_DATA IN THIS EXERCISE_:
Start

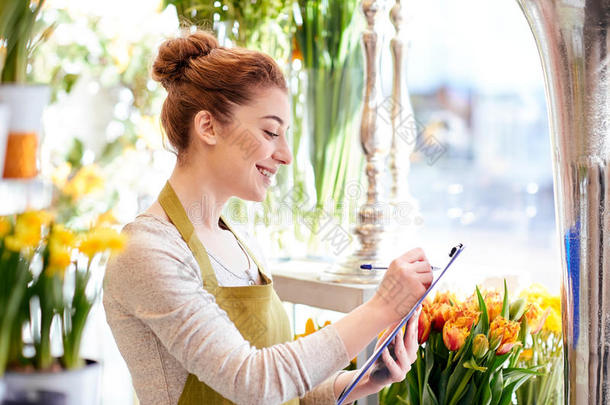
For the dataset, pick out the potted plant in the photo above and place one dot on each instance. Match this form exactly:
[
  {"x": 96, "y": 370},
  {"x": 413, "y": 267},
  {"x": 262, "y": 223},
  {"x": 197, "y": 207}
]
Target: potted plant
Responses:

End

_YOUR INSTRUCTIONS_: Copy the rows above line for line without changing a thing, and leave out the pictures.

_EXERCISE RESULT_:
For the dataset, pick out the potted plant in the photo above and place one dot on each instance. Match this form exactly:
[
  {"x": 96, "y": 370},
  {"x": 413, "y": 267},
  {"x": 262, "y": 223},
  {"x": 197, "y": 207}
]
Target: potted plant
Responses:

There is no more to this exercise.